_Instructions to follow:_ Starting at the line that contains "Need: a point on every instance of the blue" and ending at the line that contains "Need: a point on every instance of the weathered", the lines below are to be given again exactly, with nothing added.

_Records drawn from a dataset:_

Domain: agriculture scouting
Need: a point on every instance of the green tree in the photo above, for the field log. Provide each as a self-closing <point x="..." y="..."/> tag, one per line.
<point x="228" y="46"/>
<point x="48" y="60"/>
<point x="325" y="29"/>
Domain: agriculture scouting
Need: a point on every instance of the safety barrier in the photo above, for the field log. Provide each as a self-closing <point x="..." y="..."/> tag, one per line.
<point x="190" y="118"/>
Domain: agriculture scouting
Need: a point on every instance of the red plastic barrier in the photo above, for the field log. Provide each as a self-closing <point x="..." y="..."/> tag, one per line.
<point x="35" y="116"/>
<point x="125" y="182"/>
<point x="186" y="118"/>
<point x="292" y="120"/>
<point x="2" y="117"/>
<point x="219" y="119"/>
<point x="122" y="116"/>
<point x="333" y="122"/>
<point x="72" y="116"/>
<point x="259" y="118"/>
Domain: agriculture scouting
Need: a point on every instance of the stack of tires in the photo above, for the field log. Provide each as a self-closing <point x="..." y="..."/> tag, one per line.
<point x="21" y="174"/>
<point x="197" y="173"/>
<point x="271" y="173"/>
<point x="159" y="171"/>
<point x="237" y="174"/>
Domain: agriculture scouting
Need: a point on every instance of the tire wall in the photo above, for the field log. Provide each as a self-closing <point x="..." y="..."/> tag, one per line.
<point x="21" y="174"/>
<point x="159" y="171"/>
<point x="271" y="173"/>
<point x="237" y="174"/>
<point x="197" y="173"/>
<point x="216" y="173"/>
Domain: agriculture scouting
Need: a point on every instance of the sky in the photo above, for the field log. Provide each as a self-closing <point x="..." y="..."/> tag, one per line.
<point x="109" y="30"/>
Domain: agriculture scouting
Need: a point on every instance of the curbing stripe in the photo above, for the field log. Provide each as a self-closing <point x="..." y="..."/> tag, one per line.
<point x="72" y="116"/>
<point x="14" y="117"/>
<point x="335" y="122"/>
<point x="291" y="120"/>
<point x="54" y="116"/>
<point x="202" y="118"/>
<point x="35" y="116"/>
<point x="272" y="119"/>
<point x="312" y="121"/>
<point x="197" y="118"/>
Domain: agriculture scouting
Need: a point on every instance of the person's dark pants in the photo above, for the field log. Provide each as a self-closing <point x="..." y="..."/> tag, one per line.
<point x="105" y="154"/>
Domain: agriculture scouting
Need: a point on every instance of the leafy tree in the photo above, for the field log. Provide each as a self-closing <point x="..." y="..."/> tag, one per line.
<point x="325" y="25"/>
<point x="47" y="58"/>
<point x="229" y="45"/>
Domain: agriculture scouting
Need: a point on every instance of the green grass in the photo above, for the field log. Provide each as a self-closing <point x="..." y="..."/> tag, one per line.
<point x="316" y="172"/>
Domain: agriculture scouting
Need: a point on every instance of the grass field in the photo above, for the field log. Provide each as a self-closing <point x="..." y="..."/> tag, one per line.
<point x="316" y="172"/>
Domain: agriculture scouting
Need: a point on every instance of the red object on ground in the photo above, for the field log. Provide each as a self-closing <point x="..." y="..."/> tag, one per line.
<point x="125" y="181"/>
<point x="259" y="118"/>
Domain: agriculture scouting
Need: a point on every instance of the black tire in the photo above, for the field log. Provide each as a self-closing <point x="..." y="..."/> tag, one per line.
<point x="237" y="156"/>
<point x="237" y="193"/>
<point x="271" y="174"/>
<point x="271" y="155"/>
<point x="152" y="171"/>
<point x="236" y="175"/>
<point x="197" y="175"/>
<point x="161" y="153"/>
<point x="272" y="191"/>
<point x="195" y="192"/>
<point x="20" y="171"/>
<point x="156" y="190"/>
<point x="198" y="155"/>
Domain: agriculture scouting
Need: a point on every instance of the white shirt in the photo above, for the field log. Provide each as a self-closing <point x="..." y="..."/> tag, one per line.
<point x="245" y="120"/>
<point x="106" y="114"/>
...
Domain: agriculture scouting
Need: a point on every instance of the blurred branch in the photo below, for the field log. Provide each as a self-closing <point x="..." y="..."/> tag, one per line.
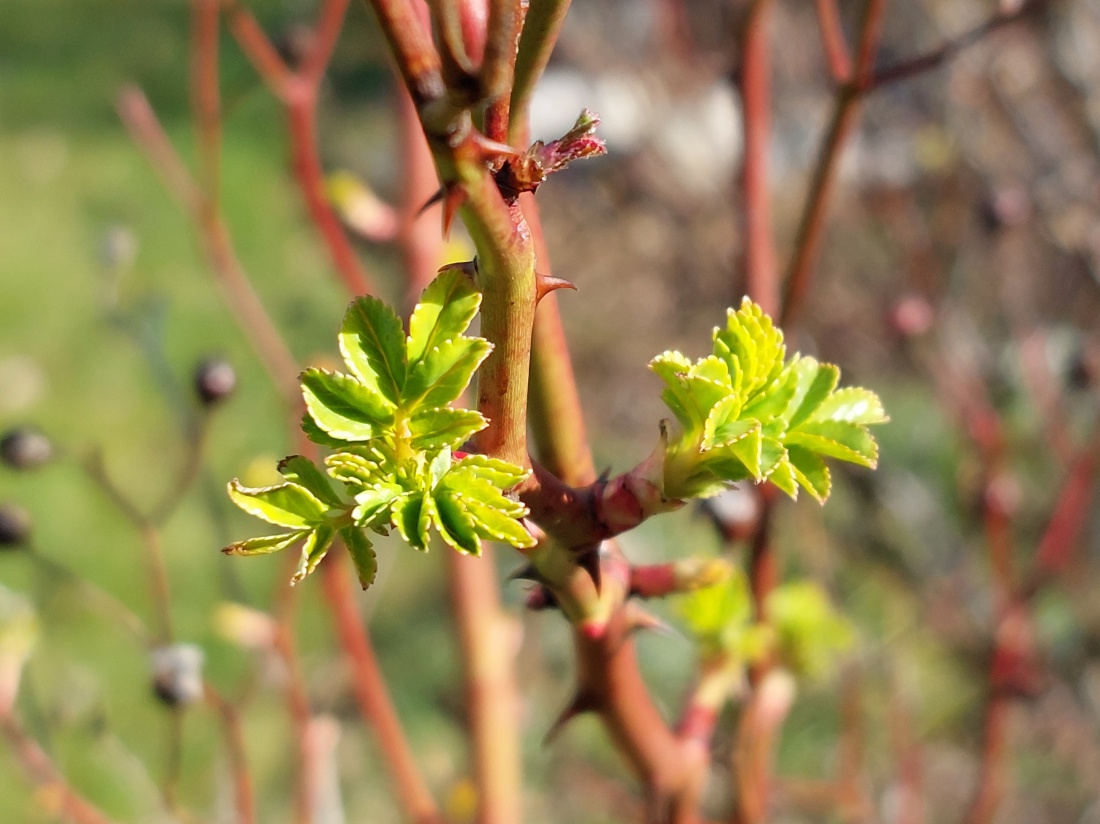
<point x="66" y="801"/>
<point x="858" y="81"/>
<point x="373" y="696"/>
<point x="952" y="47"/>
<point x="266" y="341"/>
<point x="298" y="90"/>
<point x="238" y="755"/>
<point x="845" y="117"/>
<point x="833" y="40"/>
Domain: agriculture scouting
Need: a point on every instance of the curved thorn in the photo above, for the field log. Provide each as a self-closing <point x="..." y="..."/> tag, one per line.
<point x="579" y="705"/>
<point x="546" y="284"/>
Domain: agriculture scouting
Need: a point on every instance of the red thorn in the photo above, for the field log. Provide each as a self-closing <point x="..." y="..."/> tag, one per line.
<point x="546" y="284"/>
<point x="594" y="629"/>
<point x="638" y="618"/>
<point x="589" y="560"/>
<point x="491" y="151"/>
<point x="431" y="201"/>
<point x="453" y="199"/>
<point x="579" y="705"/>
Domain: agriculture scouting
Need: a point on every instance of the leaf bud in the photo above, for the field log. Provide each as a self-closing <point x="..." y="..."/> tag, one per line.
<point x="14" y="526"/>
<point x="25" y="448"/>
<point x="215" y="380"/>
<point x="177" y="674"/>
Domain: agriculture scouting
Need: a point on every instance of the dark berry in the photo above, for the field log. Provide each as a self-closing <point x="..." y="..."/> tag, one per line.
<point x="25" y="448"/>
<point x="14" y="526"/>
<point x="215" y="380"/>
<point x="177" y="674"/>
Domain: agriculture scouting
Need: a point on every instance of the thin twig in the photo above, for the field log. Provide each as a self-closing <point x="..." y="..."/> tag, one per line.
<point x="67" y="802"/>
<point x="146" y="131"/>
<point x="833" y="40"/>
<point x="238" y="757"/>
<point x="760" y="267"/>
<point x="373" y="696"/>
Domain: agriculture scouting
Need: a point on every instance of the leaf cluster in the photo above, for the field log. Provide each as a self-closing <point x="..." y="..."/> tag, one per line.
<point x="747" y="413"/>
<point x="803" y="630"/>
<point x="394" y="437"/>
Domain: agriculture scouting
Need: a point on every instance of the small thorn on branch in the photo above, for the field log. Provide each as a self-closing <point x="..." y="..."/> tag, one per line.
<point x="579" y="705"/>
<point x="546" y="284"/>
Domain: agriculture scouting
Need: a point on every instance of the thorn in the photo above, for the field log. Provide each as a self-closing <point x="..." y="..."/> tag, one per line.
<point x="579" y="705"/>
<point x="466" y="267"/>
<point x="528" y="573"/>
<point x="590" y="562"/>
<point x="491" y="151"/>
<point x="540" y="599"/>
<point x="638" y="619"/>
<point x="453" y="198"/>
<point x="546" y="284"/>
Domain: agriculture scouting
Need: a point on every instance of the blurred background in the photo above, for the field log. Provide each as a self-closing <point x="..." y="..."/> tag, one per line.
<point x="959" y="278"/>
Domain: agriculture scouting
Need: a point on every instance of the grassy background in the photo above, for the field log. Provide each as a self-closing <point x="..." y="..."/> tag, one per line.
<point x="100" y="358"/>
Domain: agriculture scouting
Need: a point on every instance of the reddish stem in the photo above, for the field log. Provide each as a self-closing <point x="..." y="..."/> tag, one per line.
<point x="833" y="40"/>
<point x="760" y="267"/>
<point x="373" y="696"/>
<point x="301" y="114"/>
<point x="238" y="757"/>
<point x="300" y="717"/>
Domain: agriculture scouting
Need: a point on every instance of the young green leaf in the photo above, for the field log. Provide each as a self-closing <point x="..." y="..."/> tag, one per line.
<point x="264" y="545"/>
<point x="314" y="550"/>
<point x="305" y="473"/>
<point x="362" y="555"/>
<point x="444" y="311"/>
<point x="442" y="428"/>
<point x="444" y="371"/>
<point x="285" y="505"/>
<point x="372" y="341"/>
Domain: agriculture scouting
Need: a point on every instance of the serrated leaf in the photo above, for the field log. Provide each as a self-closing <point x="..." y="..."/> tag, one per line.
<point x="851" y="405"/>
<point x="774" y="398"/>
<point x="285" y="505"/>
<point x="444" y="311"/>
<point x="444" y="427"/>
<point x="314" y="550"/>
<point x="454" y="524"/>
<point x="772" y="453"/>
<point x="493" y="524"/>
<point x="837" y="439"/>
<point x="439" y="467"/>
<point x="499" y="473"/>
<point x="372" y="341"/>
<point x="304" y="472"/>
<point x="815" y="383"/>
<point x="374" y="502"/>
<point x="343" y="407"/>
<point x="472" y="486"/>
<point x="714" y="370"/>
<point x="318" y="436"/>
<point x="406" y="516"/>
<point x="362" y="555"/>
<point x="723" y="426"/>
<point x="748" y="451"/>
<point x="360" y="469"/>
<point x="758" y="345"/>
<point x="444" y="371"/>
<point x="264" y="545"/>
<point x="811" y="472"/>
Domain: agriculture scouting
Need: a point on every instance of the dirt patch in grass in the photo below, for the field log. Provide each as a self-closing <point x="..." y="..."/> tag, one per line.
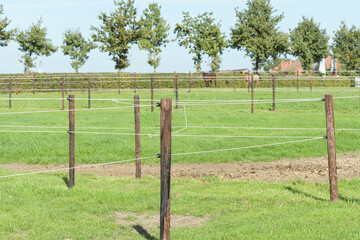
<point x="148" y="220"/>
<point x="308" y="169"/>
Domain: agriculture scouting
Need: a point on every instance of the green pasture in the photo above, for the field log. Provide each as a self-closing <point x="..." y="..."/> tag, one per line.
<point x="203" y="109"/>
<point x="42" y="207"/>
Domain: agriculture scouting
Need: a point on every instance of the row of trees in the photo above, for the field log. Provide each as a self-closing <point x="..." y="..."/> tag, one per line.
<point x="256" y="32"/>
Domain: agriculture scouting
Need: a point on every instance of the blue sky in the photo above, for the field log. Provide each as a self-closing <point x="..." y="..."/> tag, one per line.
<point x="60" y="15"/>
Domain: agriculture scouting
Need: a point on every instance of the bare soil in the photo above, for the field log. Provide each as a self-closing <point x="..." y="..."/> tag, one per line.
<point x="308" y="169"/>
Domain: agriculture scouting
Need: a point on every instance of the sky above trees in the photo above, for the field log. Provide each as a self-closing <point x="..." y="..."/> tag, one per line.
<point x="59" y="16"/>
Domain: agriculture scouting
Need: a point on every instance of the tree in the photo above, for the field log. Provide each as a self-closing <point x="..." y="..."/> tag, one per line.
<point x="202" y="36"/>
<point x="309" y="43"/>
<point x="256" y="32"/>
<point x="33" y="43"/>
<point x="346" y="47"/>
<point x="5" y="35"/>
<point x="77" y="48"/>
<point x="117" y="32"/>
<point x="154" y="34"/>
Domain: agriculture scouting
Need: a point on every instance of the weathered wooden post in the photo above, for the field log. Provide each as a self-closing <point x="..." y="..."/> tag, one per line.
---
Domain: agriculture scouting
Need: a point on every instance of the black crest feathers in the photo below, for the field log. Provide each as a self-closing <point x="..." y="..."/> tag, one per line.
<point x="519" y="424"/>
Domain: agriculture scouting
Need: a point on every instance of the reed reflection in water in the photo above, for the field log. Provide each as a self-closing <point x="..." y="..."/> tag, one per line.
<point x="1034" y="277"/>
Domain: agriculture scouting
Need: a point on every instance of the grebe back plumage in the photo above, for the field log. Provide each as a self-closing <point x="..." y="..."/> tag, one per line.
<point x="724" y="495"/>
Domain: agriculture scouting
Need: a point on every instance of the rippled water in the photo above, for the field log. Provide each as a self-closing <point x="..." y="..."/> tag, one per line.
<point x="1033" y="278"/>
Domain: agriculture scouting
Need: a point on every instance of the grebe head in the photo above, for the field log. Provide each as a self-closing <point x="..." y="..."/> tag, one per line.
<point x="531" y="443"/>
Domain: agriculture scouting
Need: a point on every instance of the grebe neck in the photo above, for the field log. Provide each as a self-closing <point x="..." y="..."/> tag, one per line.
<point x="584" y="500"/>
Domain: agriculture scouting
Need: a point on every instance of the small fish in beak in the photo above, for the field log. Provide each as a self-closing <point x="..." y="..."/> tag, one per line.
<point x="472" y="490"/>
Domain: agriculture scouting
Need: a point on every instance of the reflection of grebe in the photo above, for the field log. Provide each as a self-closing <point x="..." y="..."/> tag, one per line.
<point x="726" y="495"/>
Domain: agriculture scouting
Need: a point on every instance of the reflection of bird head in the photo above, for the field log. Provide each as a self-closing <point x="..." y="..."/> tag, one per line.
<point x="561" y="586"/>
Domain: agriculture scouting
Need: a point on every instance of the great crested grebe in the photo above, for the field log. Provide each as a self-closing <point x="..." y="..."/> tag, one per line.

_Task output:_
Need: a point on every instance of the blue sky in the photo above, for the field log. Provide each as a self-closing <point x="..." y="..."/> tag, one per line.
<point x="60" y="15"/>
Domain: agriculture scouting
Need: a point on every instance of the bare soil in the photo above, for the field log. Provide each as a self-closing <point x="..." y="..."/> tag, one per line.
<point x="308" y="169"/>
Domain: agriculture scouting
Need: a point on every instance of the sky above trees in the photo above, for the field log. Provide each as a self-closing <point x="..." y="..."/> tag, one per line.
<point x="59" y="16"/>
Domain: agriculture scouting
Need: a point on every instance of the tree in the photo above, for the field log. Provide each as a self-closing <point x="..." y="..."/> tag, one per line.
<point x="202" y="36"/>
<point x="309" y="43"/>
<point x="256" y="32"/>
<point x="33" y="43"/>
<point x="346" y="47"/>
<point x="5" y="35"/>
<point x="77" y="48"/>
<point x="117" y="32"/>
<point x="154" y="34"/>
Domain: agriculture scouting
Need: a point on every instance of the weathered wooden post in the photo above, for the field log. Provide each as a self-closing <point x="..." y="..."/> tag, one per line.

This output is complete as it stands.